There’s no doubting the power of the Minerals Council of Australia.

Bankrolled by mining giants like BHP, Rio and Swiss-owned coal giant Glencore it will launch campaigns and destroy politician that don’t fit in with its agenda.

Witness the way it got rid sitting Prime Minister, Kevin Rudd, from office with its $22 million advertising blitz

And then there was the way the leader of the National Party, Brendon Grylls, lost his seat in the WA state elections when the mining lobby spent $5 million to defeat his party’s proposed mining tax at the ballot box.

But the Minerals Council is now facing some big decisions with BHP Billiton reviewing its membership with the Australasian Centre for Corporate Responsibility putting forward a resolution ahead of BHP’s annual meeting in November, asking the miner to review its membership of the MCA, citing inconsistencies between the company’s policies on green issues and the MCA’s lobbying positions.

[Dataset records]
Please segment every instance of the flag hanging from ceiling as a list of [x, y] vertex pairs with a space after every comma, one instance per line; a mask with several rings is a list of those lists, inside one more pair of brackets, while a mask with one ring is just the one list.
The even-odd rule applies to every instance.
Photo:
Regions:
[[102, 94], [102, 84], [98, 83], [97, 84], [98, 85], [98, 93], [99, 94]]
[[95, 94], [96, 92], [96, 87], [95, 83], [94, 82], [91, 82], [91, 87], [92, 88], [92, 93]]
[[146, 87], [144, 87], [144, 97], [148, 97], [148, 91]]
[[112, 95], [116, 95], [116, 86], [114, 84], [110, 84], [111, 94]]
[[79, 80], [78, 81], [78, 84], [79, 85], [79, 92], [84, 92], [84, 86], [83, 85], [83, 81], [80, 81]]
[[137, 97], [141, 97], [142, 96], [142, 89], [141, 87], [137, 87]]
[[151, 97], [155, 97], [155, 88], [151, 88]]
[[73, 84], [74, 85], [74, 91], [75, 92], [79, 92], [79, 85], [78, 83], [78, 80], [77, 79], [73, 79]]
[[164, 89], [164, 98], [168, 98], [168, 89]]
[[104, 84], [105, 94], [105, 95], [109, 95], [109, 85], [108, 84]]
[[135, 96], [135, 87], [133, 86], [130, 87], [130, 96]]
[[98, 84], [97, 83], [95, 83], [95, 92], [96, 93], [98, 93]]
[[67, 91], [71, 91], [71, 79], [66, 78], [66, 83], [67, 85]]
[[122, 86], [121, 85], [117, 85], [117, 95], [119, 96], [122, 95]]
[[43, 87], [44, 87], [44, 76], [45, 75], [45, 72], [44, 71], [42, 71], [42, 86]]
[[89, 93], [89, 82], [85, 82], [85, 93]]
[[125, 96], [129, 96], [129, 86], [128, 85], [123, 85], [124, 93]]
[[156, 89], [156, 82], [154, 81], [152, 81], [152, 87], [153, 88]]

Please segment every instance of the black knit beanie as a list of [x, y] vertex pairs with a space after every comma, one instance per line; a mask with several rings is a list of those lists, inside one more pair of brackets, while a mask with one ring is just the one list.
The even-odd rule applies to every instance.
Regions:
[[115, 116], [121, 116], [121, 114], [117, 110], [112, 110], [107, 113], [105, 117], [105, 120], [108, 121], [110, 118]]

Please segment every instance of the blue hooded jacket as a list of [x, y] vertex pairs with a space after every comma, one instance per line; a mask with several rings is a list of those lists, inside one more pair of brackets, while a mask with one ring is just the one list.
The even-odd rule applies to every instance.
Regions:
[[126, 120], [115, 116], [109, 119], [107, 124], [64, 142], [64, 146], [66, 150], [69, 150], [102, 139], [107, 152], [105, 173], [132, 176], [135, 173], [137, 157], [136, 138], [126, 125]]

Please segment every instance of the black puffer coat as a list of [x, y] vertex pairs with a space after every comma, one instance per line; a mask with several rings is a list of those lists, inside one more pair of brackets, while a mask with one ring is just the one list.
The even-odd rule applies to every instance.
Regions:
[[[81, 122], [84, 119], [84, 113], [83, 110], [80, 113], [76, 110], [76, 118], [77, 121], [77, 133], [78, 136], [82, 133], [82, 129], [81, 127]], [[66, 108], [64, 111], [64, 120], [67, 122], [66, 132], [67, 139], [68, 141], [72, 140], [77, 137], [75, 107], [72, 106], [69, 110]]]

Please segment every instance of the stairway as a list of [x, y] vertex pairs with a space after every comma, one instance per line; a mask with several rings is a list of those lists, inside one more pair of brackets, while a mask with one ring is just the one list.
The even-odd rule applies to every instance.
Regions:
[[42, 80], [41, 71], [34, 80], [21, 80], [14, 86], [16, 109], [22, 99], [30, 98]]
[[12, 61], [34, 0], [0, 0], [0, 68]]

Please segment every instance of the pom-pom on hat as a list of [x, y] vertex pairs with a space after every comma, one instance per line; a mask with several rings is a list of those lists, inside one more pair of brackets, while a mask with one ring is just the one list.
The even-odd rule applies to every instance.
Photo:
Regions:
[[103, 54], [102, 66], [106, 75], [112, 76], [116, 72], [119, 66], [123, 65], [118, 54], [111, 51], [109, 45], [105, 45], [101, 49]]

Jobs —
A. According to the article about the Minerals Council of Australia, why is a resolution being put forward asking BHP to review its membership of the MCA? Answer in one to three sentences.
B. In the article about the Minerals Council of Australia, how much did the mining lobby spend in the WA state elections to defeat the National Party's proposed mining tax?
C. Continue the article about the Minerals Council of Australia, starting right after its last sentence.

Exercise results —
A. The Australasian Centre for Corporate Responsibility is putting forward the resolution because it sees inconsistencies between BHP's policies on green issues and the MCA's lobbying positions.

B. $5 million.

C.
Add to that the departure of Minerals Council CEO Brendan Pearson, a nine-year veteran of the mining industry’s successful battles to stop the former Labor government’s mining tax and carbon tax after BHP Billiton put its membership up for review. “BHP has got their man,” said a source told the Australian Financial Review. “BHP and Rio Tinto were not always comfortable with his coal advocacy”.

BHP Billiton is now under pressure to make sure the next CEO delivers significant policy change.

How will this balance up with the MCA – and its state-based satellites the Queensland Resources Council (QRC) and the NSW Minerals Council (NSWMC) supporting public subsidies for Adani’s Carmichael mine, an unneeded coal power station in Queensland, the one banks refuse to fund, and the unabated brown coal plant in Victoria and opposing AGL’s planned 2022 shutdown of the Liddell plant in New South Wales?

None of these are compatible with Australia’s commitments under the Paris Agreement, which BHP has stated it supports.

Watch this space.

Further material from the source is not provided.